**Provided records**:
• • •

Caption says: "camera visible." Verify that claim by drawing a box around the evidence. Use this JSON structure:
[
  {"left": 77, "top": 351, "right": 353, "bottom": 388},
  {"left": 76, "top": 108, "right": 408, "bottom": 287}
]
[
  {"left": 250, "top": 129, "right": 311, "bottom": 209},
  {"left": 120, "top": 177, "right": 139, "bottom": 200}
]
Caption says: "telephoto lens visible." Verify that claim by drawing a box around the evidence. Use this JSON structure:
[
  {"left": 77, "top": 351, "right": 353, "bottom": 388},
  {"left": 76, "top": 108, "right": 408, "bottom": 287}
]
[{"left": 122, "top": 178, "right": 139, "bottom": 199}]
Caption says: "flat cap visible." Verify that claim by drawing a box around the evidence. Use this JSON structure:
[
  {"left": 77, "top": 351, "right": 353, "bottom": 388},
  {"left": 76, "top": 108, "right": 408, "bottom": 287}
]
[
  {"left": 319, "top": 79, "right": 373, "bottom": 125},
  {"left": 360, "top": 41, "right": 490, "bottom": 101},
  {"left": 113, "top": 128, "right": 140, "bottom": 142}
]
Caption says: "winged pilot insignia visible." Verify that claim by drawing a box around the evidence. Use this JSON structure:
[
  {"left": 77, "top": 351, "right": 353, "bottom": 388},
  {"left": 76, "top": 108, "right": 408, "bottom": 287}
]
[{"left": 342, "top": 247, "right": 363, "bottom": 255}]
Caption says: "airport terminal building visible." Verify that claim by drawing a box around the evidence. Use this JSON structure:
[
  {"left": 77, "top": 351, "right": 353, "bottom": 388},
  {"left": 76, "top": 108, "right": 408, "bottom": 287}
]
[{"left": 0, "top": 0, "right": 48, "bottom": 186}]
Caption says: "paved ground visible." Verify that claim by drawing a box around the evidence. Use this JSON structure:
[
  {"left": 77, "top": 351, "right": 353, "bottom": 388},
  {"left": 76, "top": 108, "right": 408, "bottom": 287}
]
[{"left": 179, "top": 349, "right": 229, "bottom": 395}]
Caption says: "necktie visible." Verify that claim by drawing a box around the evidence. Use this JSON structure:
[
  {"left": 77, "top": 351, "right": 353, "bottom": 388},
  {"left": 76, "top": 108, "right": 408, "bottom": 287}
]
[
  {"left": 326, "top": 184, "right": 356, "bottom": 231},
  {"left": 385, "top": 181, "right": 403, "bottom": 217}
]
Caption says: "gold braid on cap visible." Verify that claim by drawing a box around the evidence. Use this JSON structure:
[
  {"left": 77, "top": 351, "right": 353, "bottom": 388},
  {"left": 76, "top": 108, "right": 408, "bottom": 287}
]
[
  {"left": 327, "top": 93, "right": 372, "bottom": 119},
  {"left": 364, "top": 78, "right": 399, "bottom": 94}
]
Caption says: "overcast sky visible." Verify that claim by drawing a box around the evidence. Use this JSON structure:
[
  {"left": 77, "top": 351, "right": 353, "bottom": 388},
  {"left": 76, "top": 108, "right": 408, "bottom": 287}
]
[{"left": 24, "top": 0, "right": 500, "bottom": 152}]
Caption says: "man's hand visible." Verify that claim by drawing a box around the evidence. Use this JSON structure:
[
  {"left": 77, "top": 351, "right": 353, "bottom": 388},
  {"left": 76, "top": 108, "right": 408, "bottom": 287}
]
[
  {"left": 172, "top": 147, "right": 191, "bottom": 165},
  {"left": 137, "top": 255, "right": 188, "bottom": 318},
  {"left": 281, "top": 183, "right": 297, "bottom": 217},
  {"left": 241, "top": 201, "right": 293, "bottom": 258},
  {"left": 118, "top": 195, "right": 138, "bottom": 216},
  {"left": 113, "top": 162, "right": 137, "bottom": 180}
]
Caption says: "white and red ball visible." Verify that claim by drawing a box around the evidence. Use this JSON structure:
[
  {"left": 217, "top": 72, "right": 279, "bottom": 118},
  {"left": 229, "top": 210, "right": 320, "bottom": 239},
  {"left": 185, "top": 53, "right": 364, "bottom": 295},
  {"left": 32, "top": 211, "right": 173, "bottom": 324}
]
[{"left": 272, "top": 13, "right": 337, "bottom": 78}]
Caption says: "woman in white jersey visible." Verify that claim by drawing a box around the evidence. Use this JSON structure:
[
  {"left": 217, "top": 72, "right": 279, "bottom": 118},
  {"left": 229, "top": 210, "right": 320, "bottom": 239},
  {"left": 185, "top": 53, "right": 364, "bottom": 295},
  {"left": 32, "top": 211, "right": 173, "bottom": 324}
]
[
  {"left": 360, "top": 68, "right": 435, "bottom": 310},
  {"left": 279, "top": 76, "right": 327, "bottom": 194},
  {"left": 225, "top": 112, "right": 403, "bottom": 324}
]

• • •

**Requirement**: Quote the data above in full, changing nothing.

**Result of this exercise**:
Caption says: "camera visible." Verify that claim by drawing a box around the evidence. Use this JSON structure:
[
  {"left": 77, "top": 351, "right": 353, "bottom": 388},
  {"left": 76, "top": 108, "right": 408, "bottom": 287}
]
[
  {"left": 250, "top": 129, "right": 311, "bottom": 209},
  {"left": 120, "top": 177, "right": 139, "bottom": 200}
]
Caption says: "telephoto lens visible." Verify that claim by drawing a box around the evidence. Use this JSON structure:
[
  {"left": 77, "top": 351, "right": 353, "bottom": 388},
  {"left": 76, "top": 108, "right": 408, "bottom": 287}
]
[{"left": 122, "top": 178, "right": 139, "bottom": 199}]
Caption says: "flat cap visible." Verify that claim by drawing a box around the evidence. Use this JSON structure:
[
  {"left": 77, "top": 351, "right": 353, "bottom": 388},
  {"left": 76, "top": 108, "right": 408, "bottom": 287}
]
[
  {"left": 319, "top": 79, "right": 373, "bottom": 125},
  {"left": 360, "top": 41, "right": 490, "bottom": 101},
  {"left": 113, "top": 128, "right": 140, "bottom": 142}
]
Caption says: "winged pilot insignia visible." Verify that claim by drawing a box around the evidence. Use this JSON structure:
[
  {"left": 77, "top": 351, "right": 353, "bottom": 388},
  {"left": 76, "top": 108, "right": 408, "bottom": 287}
]
[{"left": 342, "top": 247, "right": 363, "bottom": 255}]
Caption says: "airport terminal building visible." Verify that claim by drawing a box around the evidence. Use this JSON structure:
[
  {"left": 77, "top": 351, "right": 353, "bottom": 388},
  {"left": 76, "top": 108, "right": 408, "bottom": 287}
]
[{"left": 0, "top": 0, "right": 48, "bottom": 186}]
Caption says: "paved ground visible." Verify that claim by drawing a box around the evidence. Use this JSON structure:
[
  {"left": 77, "top": 351, "right": 353, "bottom": 388},
  {"left": 76, "top": 108, "right": 408, "bottom": 287}
]
[{"left": 179, "top": 349, "right": 229, "bottom": 395}]
Caption says: "necktie visible." Verify that claim by drawing a box around the evidence. Use this JSON structure:
[
  {"left": 77, "top": 351, "right": 353, "bottom": 388},
  {"left": 76, "top": 108, "right": 408, "bottom": 287}
]
[
  {"left": 326, "top": 184, "right": 356, "bottom": 231},
  {"left": 385, "top": 181, "right": 403, "bottom": 217}
]
Caption says: "gold braid on cap visible." Verify that claim by drawing a box around the evidence. Use this JSON structure:
[
  {"left": 77, "top": 351, "right": 353, "bottom": 388},
  {"left": 76, "top": 108, "right": 408, "bottom": 287}
]
[
  {"left": 327, "top": 93, "right": 372, "bottom": 119},
  {"left": 364, "top": 78, "right": 399, "bottom": 94}
]
Caption says: "overcast sky visible." Verify that claim by drawing a box around the evidence. Use this JSON structure:
[
  {"left": 77, "top": 351, "right": 353, "bottom": 388},
  {"left": 76, "top": 108, "right": 408, "bottom": 287}
]
[{"left": 24, "top": 0, "right": 500, "bottom": 152}]
Caption says: "man's hand visible." Verify that claim by drawing a box around the evidence. Use this JSON structure:
[
  {"left": 77, "top": 351, "right": 353, "bottom": 388},
  {"left": 76, "top": 108, "right": 408, "bottom": 287}
]
[
  {"left": 172, "top": 147, "right": 191, "bottom": 165},
  {"left": 137, "top": 255, "right": 188, "bottom": 318},
  {"left": 281, "top": 183, "right": 297, "bottom": 217},
  {"left": 241, "top": 201, "right": 293, "bottom": 258},
  {"left": 118, "top": 195, "right": 138, "bottom": 216},
  {"left": 113, "top": 162, "right": 137, "bottom": 180}
]
Caption says: "white and red ball visible." Verify that claim by drawing a box around the evidence. Use this JSON structure:
[
  {"left": 217, "top": 72, "right": 279, "bottom": 118},
  {"left": 229, "top": 210, "right": 320, "bottom": 239},
  {"left": 185, "top": 53, "right": 364, "bottom": 295},
  {"left": 32, "top": 211, "right": 173, "bottom": 324}
]
[{"left": 272, "top": 13, "right": 337, "bottom": 78}]
Caption says: "woman in white jersey visible." Verify that claim by drawing a box around the evidence. Use this JSON structure:
[
  {"left": 217, "top": 72, "right": 279, "bottom": 118},
  {"left": 229, "top": 210, "right": 320, "bottom": 239},
  {"left": 185, "top": 53, "right": 364, "bottom": 295},
  {"left": 32, "top": 211, "right": 173, "bottom": 324}
]
[
  {"left": 360, "top": 68, "right": 435, "bottom": 310},
  {"left": 279, "top": 76, "right": 327, "bottom": 194},
  {"left": 225, "top": 112, "right": 403, "bottom": 324}
]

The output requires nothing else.